** Start of Excerpted records **
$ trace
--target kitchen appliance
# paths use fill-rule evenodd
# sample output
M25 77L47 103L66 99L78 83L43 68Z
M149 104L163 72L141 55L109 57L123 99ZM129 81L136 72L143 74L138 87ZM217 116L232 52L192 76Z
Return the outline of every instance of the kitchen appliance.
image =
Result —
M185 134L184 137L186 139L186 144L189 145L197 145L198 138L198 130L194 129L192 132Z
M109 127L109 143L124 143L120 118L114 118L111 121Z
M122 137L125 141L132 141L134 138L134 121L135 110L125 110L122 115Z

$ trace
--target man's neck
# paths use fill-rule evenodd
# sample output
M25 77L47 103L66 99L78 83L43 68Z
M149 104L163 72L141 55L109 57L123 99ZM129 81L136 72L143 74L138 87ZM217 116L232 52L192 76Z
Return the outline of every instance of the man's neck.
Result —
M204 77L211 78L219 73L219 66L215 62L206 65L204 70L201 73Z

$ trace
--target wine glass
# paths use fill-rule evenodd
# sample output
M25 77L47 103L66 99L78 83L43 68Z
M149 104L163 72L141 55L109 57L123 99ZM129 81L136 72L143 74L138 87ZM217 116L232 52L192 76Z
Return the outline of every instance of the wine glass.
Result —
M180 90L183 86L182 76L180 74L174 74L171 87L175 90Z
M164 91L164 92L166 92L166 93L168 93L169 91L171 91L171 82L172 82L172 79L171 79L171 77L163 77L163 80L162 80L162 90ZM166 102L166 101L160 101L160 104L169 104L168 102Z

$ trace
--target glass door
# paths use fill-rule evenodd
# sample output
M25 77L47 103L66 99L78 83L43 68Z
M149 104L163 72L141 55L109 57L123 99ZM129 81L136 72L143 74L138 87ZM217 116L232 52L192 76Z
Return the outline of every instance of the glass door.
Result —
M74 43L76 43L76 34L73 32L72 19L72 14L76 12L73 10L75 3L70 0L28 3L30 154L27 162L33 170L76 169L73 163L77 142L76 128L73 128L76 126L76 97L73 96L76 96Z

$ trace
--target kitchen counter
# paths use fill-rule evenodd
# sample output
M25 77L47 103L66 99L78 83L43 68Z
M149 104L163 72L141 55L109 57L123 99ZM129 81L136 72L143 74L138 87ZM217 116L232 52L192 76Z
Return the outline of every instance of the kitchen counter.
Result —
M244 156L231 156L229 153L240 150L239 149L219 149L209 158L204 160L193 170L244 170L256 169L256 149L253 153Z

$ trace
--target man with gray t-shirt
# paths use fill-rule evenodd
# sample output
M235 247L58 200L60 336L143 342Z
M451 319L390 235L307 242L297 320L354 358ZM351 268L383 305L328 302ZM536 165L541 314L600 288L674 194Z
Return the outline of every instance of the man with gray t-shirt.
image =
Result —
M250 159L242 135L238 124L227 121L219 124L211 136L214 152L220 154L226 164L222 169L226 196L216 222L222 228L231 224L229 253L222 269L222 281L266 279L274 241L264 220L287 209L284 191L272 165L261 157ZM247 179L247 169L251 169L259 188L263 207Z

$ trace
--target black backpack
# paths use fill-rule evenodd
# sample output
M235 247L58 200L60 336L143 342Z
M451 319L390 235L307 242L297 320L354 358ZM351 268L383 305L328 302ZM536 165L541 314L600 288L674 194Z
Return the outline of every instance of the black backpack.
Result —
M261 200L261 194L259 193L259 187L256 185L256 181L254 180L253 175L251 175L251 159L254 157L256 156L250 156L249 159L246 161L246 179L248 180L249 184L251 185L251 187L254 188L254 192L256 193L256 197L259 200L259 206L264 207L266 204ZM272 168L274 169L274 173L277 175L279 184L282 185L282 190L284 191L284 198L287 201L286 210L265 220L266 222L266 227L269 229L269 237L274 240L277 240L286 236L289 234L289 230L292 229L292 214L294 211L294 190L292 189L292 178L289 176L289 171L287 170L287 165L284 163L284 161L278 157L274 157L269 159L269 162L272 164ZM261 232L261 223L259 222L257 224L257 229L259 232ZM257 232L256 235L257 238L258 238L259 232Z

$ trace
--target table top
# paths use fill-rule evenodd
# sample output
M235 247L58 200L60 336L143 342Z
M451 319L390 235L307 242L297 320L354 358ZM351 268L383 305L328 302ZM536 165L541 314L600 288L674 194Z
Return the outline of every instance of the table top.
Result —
** End of Excerpted records **
* The problem *
Rewrite all of the records above, swapping "evenodd" for "nonzero" wherever it occurs and leaving every other part unchanged.

* Answer in full *
$ trace
--target kitchen appliance
# paths use fill-rule nonzero
# sample output
M25 77L47 103L66 99L78 83L43 68Z
M149 104L163 72L141 55L109 57L123 99ZM129 81L136 72L143 74L138 87ZM217 116L232 52L192 76Z
Return the outline of every instance of the kitchen appliance.
image =
Result —
M185 134L184 137L186 139L186 144L189 145L197 145L198 138L198 130L194 129L192 132Z
M109 127L109 143L124 143L120 118L114 118L111 121Z
M122 137L125 141L132 141L134 138L134 121L135 110L125 110L122 115Z

$ trace
--target man's neck
# paths use fill-rule nonzero
# sample output
M25 77L47 103L66 99L78 83L43 68Z
M149 104L163 72L141 55L109 57L123 99ZM129 81L136 72L143 74L138 87ZM217 116L232 52L192 76Z
Return the outline of every instance of the man's neck.
Result —
M204 77L211 78L219 73L219 66L215 62L206 65L204 70L201 73Z

$ trace
--target wine glass
# paths use fill-rule nonzero
# sample output
M25 77L47 103L66 99L78 83L43 68Z
M149 104L163 72L141 55L109 57L123 99ZM129 81L136 72L143 74L138 87ZM217 116L232 52L192 76Z
Return the outline of every instance of the wine glass.
Result —
M180 90L183 86L182 76L180 74L174 74L171 87L175 90Z
M164 91L164 92L166 92L166 93L168 93L169 91L171 91L171 82L172 82L172 79L171 79L171 77L163 77L163 80L162 80L162 90ZM166 102L166 101L160 101L160 104L169 104L168 102Z

$ trace
--target glass door
# paths use fill-rule nonzero
# sample output
M25 77L47 103L66 99L78 83L43 68Z
M149 104L163 72L141 55L109 57L123 99ZM129 81L136 72L143 74L138 87ZM217 116L232 52L192 76Z
Return the outline of every instance of the glass door.
Result —
M74 43L76 43L76 34L73 32L72 19L72 14L76 12L73 10L75 3L70 0L28 3L30 154L27 162L33 170L76 169L73 163L77 142L76 128L73 128L76 126L76 97L73 96L76 96Z

$ trace
--target kitchen counter
# paths use fill-rule nonzero
# sample output
M25 77L47 103L66 99L78 83L43 68Z
M149 104L163 72L141 55L109 57L123 99ZM129 81L136 72L143 74L138 87ZM217 116L232 52L192 76Z
Return the outline of every instance of the kitchen counter.
Result —
M244 156L231 156L229 153L240 150L239 149L219 149L209 158L204 160L193 170L244 170L256 169L256 149L253 153Z

$ trace
--target man with gray t-shirt
# paths use fill-rule nonzero
# sample output
M235 247L58 200L60 336L143 342Z
M451 319L390 235L307 242L297 320L354 358ZM351 268L383 305L328 302ZM536 165L541 314L600 288L674 194Z
Return the outline of every instance of the man with gray t-shirt.
image =
Result —
M250 159L242 135L238 124L227 121L219 124L211 136L214 152L220 154L226 164L222 169L226 196L216 222L222 228L231 224L229 253L222 269L222 281L266 279L274 241L264 220L287 209L284 191L272 165L261 157ZM247 179L247 169L251 169L259 188L263 207Z

$ trace
--target black backpack
# paths use fill-rule nonzero
# sample output
M235 247L58 200L60 336L143 342Z
M451 319L390 235L307 242L297 320L354 358ZM351 268L383 305L328 302ZM536 165L541 314L600 288L674 194Z
Return the outline of every instance of the black backpack.
Result —
M261 200L261 194L259 193L259 187L256 185L256 181L254 180L253 175L251 175L251 159L254 157L256 156L250 156L249 159L246 161L246 179L248 180L249 184L251 185L251 187L254 188L254 192L256 193L256 197L259 200L259 206L264 207L266 204ZM272 168L274 169L274 173L277 175L279 184L282 185L282 190L284 191L284 198L287 201L286 210L265 220L266 222L266 227L269 229L269 237L274 240L277 240L286 236L289 234L289 230L292 229L292 214L294 211L294 190L292 189L292 178L289 176L289 171L287 170L287 165L284 163L284 161L278 157L274 157L269 159L269 162L272 164ZM261 232L261 223L259 222L257 224L257 229L259 232ZM257 232L256 235L257 238L258 238L259 232Z

$ trace
--target table top
# paths use fill-rule nonzero
# sample output
M235 247L58 200L60 336L143 342Z
M451 319L390 235L307 242L297 320L354 358ZM351 268L383 305L328 302ZM536 165L541 314L600 288L674 194Z
Return the outline of every instance of the table top.
Result —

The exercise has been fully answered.